====== FRAGMENT DOCUMENT

7. De huurkorting zal dus over de periode van maart 2020 tot en met april 2022 worden berekend. Over die periode komt TVHG, uitgaande van een omzetverlies per hotel, tot een huurprijsvermindering van (€ 3.318.592 + € 261.313 =) € 3.579.905. FS komt, uitgaande van het totale omzetverlies van beide hotels, op € 3.465.124. TVHG komt dus, door uit te gaan van een omzetverlies per hotel en niet van het totale omzetverlies van de twee hotels, tot een hogere huurkorting. Terecht voert FS aan dat er geen goede reden is om niet van het totale omzetverlies uit te gaan, nu er voor de hotels één huurprijs wordt betaald. Daarom zal in dit vonnis de berekening van FS worden gevolgd.

============
====== GETOONDE GEGEVENS

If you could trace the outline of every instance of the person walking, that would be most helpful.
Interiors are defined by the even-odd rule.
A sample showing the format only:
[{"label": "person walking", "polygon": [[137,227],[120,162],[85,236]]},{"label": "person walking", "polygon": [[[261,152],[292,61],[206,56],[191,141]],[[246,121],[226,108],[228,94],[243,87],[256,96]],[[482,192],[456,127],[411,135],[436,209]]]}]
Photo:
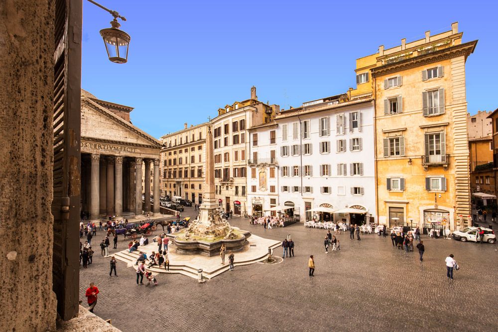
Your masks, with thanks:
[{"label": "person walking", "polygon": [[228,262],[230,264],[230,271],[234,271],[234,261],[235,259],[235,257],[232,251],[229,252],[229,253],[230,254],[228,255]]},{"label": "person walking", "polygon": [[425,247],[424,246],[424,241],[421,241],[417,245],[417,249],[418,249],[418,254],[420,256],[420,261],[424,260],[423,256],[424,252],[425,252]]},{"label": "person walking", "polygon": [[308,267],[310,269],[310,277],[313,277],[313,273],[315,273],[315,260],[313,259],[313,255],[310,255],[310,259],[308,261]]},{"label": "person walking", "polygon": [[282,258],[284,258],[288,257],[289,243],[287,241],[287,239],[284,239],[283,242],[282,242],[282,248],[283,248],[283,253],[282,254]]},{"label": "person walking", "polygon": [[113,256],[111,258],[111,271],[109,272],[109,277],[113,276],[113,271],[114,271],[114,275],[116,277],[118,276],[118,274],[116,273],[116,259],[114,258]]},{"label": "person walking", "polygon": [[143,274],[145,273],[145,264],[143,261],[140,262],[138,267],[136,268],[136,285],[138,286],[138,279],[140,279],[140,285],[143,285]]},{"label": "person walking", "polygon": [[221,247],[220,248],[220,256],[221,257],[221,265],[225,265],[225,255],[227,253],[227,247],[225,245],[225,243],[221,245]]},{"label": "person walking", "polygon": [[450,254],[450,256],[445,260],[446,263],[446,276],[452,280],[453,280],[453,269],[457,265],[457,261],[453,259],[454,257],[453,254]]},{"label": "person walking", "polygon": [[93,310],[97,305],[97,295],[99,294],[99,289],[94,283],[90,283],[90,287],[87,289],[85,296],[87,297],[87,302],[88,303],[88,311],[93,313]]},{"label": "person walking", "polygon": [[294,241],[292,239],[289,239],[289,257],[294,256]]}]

============
====== GETOONDE GEGEVENS

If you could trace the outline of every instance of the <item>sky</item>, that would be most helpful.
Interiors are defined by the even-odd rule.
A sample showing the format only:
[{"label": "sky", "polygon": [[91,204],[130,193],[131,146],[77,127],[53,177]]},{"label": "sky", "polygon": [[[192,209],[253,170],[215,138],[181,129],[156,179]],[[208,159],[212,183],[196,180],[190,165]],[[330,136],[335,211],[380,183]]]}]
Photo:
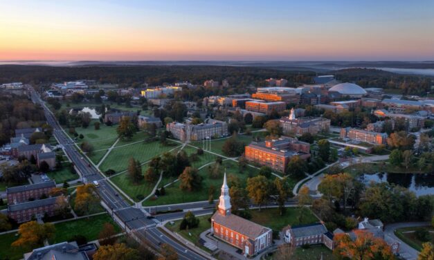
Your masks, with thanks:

============

◆ DOEL OPDRACHT
Geef uit het fragment over de huurkorting de tekst letterlijk weer, beginnend bij "7. De huurkorting" en eindigend bij "FS worden gevolgd.".

◆ RESULTAAT OPDRACHT
7. De huurkorting zal dus over de periode van maart 2020 tot en met april 2022 worden berekend. Over die periode komt TVHG, uitgaande van een omzetverlies per hotel, tot een huurprijsvermindering van (€ 3.318.592 + € 261.313 =) € 3.579.905. FS komt, uitgaande van het totale omzetverlies van beide hotels, op € 3.465.124. TVHG komt dus, door uit te gaan van een omzetverlies per hotel en niet van het totale omzetverlies van de twee hotels, tot een hogere huurkorting. Terecht voert FS aan dat er geen goede reden is om niet van het totale omzetverlies uit te gaan, nu er voor de hotels één huurprijs wordt betaald. Daarom zal in dit vonnis de berekening van FS worden gevolgd.